> _Items from a dataset_
━━━━

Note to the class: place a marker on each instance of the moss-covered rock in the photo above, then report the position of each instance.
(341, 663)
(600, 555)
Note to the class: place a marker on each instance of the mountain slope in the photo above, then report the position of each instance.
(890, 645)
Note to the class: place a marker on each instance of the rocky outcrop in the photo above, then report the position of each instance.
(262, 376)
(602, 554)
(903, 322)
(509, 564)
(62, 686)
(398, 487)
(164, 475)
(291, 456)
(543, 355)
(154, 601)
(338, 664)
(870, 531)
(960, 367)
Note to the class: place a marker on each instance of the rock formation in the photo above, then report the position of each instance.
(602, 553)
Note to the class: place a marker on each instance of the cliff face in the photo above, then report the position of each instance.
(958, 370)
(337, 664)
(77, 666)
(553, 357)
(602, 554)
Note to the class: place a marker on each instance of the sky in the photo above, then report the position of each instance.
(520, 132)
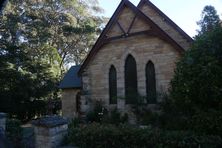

━━━━

> _PROBLEM TO SOLVE_
Can you print every line of the listing above again, word for word, but leave out the picture?

> _ANSWER TO THIS PROBLEM_
Note to the class: place a marker on each instance of the moss-covered rock in the photo above, then report the position of each instance.
(341, 663)
(600, 555)
Note to the class: place a marker on each instance of the mountain slope in the photo above, then report the position of each instance.
(890, 645)
Note to the class: place a marker on each instance of the rocky outcrop in the photo above, then report the position of each instance.
(262, 376)
(602, 554)
(903, 322)
(509, 564)
(62, 686)
(398, 487)
(164, 475)
(291, 456)
(543, 355)
(154, 601)
(338, 664)
(870, 531)
(960, 367)
Note to the class: place a marker on each instance of the rock formation in the photo above, then report the position of each instance.
(602, 553)
Note to the class: place a marker on each instance of the cliff face in the photo above, then report the position of each instance.
(958, 370)
(337, 664)
(77, 666)
(553, 357)
(602, 554)
Note to the class: place a marker on each instance of the sky in the photo above, then report the position of each instance.
(520, 132)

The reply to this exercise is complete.